• **Questions**
1 > Answer these questions about the free speech passage:
(a) What 1798 law does the passage name as the start of laws restricting speech?
(b) In what year were Schenck v. U.S. and Abrams v. U.S. decided?
(c) According to the test's description, what does the First Amendment exist to protect?
2 > Transcribe the free speech passage between "These social functions" and "speech, as follows.", inclusive.

These social functions point out that the First Amendment is about protecting the public good rather than individual freedom. Freedom of speech in America has NEVER been absolute. Ever since The Alien and Sedition Act of 1798, there have been a number of laws restricting scandalous, malicious, inflammatory or false utterances, particularly any attempting to defame or bring down the government, or help its enemies. Many First Amendment cases have dealt with the banning of Communist or Socialist expression (outside of the protected classroom context), but they have had wider implications by establishing various tests for all kinds of speech, as follows.

Freedom of speech in America has NEVER been absolute

  • During World War I, several cases challenged Selective Service and Espionage laws. The 1919 decisions in Schenck v. U.S. and Abrams v. U.S. established the Clear and Present Danger Test:
The Clear and Present Danger test - The most stringent protection of free speech would not protect a man in falsely shouting fire in a crowded theatre. It does not protect a man from uttering words that have the effect of force. The question in every case is whether the words in such circumstances are such as to create a clear and present danger that will bring about evils the government has a right to prevent. The First Amendment exists to protect the public good as well as individual expression.

• **Data to examine**
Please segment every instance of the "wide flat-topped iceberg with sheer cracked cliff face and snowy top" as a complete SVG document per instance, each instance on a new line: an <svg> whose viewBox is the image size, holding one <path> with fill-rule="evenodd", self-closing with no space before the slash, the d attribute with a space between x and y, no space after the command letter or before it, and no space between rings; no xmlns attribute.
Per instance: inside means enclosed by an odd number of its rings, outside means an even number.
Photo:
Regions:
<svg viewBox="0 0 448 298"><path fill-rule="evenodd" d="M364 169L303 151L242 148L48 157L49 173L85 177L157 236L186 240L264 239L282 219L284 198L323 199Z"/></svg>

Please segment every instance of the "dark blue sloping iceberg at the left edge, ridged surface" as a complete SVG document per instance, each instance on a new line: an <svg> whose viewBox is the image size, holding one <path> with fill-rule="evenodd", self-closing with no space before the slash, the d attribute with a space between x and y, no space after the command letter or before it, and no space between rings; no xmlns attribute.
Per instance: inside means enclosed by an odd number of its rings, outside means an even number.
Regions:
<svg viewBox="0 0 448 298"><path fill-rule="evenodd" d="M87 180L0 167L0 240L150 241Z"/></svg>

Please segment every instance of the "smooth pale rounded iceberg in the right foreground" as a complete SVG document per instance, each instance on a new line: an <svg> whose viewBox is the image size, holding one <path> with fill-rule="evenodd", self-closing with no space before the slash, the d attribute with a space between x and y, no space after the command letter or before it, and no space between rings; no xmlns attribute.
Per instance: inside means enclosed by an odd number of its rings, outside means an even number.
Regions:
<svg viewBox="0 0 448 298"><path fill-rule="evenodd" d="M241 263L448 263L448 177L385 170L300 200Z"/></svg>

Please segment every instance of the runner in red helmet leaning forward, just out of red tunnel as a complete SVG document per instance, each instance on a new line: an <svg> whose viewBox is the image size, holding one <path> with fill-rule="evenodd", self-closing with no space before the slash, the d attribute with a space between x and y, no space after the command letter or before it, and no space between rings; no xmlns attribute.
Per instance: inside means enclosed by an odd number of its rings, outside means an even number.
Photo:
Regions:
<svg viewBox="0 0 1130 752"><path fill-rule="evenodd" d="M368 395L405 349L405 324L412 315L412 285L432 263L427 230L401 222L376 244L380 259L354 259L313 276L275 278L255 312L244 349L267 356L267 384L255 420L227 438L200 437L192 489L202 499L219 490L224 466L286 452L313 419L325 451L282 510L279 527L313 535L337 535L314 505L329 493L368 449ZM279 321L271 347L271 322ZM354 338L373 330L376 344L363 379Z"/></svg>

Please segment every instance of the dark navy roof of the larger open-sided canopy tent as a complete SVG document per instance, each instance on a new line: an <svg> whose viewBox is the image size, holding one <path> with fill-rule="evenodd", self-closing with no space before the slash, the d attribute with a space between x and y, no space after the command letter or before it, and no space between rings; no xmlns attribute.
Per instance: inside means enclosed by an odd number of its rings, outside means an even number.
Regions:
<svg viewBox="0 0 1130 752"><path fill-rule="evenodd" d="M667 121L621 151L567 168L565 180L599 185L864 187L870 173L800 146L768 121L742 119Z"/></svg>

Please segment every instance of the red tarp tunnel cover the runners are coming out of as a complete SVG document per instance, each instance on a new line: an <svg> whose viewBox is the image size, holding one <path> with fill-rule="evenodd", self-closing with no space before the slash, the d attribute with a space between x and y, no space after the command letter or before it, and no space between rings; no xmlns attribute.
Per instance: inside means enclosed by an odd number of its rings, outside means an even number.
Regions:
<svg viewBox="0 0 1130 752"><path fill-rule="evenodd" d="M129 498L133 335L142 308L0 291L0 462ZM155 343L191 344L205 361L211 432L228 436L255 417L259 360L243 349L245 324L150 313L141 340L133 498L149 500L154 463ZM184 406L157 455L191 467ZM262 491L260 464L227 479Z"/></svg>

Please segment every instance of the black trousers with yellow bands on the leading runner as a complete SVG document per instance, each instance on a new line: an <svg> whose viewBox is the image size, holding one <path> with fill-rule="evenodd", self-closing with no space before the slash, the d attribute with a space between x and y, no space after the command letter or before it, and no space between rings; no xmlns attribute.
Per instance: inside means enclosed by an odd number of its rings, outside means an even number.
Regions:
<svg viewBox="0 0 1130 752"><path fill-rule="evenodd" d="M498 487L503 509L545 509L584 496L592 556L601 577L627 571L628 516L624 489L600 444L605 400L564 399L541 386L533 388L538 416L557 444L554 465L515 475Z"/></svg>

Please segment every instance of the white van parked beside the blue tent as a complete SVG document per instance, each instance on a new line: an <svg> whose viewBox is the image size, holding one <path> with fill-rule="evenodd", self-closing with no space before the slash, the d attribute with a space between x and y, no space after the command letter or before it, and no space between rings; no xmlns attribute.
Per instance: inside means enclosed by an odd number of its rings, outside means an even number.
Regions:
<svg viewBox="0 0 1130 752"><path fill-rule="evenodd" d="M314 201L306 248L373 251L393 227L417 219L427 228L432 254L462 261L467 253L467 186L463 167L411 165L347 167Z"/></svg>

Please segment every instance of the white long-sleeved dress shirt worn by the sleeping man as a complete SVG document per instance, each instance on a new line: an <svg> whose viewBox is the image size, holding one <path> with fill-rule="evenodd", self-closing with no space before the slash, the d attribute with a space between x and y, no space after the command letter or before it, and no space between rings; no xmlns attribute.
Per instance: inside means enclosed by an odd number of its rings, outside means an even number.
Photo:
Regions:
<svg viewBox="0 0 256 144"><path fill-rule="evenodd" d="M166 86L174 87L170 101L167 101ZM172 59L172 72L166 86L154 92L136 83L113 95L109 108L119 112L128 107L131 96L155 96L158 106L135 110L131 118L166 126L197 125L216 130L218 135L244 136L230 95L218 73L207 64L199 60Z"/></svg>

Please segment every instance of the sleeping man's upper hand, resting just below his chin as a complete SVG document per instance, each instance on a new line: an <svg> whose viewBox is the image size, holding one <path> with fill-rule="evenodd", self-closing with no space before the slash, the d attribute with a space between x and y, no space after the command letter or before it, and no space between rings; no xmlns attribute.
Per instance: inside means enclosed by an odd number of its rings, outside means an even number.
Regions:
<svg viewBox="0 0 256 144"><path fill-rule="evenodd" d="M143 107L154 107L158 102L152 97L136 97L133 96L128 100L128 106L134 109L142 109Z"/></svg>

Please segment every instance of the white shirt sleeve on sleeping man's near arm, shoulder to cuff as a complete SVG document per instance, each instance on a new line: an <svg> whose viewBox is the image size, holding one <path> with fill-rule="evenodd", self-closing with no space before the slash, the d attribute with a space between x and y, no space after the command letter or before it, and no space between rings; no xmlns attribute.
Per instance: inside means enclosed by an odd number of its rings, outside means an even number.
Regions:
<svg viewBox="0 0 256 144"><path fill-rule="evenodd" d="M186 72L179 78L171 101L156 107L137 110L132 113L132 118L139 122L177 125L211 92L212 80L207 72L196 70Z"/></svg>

• **Per-task answers**
1 >
(a) The Alien and Sedition Act
(b) 1919
(c) The public good as well as individual expression

2 >
These social functions point out that the First Amendment is about protecting the public good rather than individual freedom. Freedom of speech in America has NEVER been absolute. Ever since The Alien and Sedition Act of 1798, there have been a number of laws restricting scandalous, malicious, inflammatory or false utterances, particularly any attempting to defame or bring down the government, or help its enemies. Many First Amendment cases have dealt with the banning of Communist or Socialist expression (outside of the protected classroom context), but they have had wider implications by establishing various tests for all kinds of speech, as follows.